EXERCISE TASK — Copy out every line of the entries below, requests included, but scale each answer coordinate by 2.5 and round it to a whole number, with halves rounding up.

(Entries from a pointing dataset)
· · · ·

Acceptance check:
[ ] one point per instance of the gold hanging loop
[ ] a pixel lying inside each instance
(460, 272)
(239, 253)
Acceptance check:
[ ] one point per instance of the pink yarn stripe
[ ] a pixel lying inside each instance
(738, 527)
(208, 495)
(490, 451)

· · · ·

TASK ANSWER —
Acceptance check:
[ ] one point per instance of the gold hanging loop
[ ] a pixel lying inside each instance
(1150, 680)
(598, 633)
Acceptance check:
[ ] one point per instance of the pink yarn stripe
[ ] a pixel lying inside each instance
(1845, 1318)
(520, 1238)
(1225, 1128)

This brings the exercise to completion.